→ Task:
Report each line in the data below that contains the word "iguana", copying every such line in full.
□ □ □ □ □
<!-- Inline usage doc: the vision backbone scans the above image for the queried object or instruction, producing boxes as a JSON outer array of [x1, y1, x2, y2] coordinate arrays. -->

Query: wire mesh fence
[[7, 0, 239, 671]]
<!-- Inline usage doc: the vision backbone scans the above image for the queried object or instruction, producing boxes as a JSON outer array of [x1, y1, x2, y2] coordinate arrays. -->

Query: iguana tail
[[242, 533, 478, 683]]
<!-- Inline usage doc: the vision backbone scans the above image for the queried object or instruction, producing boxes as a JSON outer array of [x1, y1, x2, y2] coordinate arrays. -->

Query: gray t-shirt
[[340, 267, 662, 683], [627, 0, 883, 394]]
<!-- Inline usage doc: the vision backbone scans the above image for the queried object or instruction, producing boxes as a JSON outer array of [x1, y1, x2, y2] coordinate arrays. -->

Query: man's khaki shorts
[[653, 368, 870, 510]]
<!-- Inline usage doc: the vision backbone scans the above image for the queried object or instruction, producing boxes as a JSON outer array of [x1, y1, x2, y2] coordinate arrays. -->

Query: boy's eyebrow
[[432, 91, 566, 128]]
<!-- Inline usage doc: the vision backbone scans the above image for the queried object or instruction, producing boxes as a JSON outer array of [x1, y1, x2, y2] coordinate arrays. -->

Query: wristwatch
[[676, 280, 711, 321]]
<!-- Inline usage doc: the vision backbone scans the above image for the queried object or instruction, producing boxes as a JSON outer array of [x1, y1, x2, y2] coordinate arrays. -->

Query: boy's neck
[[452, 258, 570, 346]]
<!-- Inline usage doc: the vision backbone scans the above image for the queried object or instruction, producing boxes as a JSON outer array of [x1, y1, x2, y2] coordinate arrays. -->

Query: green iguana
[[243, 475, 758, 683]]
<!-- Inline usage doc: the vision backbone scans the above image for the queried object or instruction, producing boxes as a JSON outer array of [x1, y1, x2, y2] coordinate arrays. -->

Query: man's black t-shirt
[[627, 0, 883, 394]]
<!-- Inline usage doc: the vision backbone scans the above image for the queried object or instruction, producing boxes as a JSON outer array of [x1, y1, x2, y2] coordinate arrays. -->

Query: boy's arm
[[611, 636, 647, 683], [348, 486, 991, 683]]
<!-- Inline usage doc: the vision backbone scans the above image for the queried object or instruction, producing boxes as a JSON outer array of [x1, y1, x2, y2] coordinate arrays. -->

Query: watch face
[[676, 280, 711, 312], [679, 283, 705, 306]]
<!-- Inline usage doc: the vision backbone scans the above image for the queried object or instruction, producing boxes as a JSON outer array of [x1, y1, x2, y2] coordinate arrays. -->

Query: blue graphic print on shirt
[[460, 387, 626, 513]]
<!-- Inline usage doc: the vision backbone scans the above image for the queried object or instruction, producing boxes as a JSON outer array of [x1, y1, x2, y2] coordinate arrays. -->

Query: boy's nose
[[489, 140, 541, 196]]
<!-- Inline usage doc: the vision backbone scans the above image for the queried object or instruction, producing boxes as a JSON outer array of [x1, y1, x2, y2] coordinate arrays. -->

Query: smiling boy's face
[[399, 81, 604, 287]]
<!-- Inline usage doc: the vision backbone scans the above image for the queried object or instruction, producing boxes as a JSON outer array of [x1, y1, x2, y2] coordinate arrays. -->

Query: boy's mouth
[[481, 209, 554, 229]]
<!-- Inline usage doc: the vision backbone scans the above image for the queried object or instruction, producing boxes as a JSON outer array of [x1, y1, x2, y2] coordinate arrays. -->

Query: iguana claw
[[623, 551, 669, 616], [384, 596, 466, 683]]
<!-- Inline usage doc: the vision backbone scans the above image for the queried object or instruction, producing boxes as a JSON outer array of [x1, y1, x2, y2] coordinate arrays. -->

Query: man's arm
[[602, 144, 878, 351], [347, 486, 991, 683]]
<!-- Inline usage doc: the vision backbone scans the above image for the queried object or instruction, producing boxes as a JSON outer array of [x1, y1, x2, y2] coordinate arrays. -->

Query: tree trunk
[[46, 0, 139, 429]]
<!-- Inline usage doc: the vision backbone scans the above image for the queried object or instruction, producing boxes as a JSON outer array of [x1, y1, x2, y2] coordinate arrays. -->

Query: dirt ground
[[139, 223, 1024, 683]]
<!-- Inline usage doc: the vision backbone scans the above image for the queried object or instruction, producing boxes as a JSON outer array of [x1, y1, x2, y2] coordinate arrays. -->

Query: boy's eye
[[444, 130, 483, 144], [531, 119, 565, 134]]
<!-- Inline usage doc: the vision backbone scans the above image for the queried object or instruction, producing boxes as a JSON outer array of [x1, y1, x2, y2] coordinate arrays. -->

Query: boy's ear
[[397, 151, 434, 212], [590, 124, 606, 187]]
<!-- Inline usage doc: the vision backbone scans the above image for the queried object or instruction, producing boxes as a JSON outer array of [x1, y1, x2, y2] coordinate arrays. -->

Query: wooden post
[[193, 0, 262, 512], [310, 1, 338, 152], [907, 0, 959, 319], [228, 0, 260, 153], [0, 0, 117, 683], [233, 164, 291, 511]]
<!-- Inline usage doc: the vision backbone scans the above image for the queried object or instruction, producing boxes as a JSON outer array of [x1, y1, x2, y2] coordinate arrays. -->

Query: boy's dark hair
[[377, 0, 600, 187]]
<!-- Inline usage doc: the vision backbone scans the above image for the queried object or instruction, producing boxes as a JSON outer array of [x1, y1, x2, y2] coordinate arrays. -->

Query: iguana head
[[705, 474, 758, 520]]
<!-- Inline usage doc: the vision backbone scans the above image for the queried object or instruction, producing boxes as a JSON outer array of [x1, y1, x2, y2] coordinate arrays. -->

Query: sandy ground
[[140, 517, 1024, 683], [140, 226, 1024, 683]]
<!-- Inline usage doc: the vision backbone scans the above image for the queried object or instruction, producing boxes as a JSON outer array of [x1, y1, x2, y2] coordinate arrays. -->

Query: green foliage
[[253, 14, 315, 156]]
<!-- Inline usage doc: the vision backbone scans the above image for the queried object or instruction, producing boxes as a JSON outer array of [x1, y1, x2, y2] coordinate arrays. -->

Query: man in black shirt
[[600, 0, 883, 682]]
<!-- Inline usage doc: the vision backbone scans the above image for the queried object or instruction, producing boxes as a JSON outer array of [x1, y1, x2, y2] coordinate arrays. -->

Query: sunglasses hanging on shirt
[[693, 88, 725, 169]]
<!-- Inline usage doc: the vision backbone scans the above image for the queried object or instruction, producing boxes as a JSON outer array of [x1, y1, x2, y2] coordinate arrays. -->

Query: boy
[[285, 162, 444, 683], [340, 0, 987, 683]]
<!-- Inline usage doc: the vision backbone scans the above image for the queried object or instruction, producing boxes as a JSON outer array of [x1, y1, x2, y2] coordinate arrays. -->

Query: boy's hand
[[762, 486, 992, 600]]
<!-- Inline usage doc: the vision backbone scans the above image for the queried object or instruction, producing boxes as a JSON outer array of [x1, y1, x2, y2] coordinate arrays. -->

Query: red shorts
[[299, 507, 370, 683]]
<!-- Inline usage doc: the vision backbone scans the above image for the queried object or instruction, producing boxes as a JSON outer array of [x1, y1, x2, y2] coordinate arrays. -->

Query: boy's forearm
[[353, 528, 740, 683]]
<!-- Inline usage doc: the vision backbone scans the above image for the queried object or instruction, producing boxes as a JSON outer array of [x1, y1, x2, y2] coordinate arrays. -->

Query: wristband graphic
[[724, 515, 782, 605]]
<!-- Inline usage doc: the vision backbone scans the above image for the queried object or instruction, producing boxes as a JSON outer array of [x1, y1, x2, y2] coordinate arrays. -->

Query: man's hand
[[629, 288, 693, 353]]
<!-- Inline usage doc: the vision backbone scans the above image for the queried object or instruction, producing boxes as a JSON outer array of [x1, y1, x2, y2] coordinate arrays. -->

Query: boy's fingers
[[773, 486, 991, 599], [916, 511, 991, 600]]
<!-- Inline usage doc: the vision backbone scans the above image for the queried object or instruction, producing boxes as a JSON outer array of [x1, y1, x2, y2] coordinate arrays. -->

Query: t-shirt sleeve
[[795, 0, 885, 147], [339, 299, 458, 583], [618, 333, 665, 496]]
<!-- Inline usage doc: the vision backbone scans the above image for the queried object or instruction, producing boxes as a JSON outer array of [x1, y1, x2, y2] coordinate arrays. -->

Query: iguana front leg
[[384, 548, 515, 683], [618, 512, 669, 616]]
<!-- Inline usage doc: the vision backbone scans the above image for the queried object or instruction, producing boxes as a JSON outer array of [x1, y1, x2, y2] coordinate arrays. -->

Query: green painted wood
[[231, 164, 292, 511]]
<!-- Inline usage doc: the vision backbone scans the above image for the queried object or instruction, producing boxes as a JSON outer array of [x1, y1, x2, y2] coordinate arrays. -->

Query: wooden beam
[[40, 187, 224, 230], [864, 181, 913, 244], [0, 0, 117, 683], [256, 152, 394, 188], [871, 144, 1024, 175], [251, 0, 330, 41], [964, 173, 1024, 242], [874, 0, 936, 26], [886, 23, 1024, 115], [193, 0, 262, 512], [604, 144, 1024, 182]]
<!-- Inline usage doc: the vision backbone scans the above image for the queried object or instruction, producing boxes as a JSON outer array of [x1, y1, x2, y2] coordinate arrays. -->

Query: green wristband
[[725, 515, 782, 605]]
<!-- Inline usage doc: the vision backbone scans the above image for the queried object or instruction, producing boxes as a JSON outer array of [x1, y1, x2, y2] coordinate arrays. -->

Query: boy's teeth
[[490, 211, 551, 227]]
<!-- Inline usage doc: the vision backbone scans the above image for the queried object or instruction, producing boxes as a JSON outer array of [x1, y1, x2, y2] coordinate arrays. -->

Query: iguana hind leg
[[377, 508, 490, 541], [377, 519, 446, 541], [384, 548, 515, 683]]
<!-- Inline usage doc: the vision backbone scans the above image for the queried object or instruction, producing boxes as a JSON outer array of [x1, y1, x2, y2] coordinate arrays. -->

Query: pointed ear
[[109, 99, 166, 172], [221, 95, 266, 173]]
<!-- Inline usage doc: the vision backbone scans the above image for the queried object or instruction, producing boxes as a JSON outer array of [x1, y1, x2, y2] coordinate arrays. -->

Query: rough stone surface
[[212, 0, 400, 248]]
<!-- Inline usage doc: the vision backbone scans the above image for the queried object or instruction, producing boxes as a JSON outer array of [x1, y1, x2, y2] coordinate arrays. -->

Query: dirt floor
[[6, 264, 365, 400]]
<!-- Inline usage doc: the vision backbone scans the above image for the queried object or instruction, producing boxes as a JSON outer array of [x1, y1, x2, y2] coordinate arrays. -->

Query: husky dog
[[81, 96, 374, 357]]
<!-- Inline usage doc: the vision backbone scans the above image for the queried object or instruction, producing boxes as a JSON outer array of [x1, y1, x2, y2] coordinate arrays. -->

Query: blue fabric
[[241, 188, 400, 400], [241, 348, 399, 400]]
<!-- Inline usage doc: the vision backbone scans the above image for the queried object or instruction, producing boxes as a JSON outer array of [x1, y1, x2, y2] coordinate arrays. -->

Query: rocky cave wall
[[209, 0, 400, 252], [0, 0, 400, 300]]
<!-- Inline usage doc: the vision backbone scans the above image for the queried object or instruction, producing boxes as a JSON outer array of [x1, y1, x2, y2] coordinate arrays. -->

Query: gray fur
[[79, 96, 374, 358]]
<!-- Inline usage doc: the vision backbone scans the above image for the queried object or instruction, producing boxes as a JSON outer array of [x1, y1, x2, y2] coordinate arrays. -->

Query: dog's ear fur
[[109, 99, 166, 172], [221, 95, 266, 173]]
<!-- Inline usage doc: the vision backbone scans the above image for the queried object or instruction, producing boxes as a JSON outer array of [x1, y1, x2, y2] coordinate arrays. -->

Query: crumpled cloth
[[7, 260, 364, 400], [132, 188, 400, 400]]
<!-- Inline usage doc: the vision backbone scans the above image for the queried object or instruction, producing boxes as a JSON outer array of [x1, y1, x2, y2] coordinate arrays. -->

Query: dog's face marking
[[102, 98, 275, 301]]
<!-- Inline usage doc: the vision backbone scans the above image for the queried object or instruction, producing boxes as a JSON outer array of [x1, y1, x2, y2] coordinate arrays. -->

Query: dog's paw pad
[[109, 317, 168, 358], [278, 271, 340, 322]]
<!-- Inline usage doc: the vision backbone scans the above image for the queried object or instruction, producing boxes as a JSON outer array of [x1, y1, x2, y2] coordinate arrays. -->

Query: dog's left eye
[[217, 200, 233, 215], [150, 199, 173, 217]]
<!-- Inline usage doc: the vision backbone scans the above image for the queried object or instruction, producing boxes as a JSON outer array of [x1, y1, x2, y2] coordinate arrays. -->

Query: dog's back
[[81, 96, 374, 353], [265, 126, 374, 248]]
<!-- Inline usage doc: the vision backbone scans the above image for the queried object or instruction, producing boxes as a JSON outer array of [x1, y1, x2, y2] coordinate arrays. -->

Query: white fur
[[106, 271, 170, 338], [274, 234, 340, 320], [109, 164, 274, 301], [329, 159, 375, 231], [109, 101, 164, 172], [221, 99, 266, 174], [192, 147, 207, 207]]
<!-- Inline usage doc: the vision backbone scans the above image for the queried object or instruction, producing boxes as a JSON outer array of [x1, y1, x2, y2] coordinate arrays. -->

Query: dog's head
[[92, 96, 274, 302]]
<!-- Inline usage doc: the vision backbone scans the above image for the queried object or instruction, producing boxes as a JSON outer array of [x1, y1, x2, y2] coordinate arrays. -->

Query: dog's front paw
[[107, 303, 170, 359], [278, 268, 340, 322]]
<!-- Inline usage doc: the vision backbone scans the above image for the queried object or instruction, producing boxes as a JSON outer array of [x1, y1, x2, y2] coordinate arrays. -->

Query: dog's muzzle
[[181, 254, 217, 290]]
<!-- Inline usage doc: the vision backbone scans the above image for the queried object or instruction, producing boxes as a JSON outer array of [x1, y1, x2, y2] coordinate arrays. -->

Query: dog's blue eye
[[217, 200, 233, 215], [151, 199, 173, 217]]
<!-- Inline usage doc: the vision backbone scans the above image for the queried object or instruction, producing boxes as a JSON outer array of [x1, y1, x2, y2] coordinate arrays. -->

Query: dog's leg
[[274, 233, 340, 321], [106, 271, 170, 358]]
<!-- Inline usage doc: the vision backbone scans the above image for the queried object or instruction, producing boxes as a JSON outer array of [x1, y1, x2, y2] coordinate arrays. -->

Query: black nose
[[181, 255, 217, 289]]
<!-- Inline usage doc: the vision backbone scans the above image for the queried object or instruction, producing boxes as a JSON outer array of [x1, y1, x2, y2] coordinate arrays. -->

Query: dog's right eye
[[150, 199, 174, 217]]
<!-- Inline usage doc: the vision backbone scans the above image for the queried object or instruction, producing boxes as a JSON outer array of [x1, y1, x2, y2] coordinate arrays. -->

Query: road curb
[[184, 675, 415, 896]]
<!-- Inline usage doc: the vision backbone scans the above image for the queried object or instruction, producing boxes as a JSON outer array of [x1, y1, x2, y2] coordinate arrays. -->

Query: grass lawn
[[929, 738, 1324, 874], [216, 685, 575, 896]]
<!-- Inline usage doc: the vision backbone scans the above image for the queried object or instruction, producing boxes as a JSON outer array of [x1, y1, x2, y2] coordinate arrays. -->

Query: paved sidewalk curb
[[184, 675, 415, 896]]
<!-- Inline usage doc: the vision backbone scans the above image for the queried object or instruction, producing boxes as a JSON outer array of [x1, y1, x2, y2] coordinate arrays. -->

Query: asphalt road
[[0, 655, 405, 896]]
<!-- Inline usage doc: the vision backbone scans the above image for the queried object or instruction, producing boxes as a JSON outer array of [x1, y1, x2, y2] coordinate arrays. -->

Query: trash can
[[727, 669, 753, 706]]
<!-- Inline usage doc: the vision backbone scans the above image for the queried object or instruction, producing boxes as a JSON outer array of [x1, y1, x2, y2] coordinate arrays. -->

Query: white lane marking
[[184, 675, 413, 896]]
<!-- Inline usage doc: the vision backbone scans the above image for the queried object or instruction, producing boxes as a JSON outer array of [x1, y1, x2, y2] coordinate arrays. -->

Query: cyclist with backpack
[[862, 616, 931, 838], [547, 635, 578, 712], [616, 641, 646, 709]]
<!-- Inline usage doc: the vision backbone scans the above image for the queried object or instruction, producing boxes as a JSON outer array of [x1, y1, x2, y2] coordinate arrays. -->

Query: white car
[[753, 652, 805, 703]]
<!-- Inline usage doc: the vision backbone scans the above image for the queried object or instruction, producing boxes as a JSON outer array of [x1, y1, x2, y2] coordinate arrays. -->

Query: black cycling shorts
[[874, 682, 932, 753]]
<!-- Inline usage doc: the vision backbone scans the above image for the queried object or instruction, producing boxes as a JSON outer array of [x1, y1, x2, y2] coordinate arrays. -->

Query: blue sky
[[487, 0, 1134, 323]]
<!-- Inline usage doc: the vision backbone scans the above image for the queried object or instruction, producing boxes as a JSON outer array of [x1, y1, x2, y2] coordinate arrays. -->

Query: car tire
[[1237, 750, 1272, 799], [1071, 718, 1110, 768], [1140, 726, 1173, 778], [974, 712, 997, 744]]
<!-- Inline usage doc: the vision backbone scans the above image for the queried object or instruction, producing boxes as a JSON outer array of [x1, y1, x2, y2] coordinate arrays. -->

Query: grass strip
□ □ □ □ □
→ Response for this exercise:
Query: iguana tail
Query: green iguana
Query: iguana claw
Query: iguana head
Query: iguana front leg
Query: iguana hind leg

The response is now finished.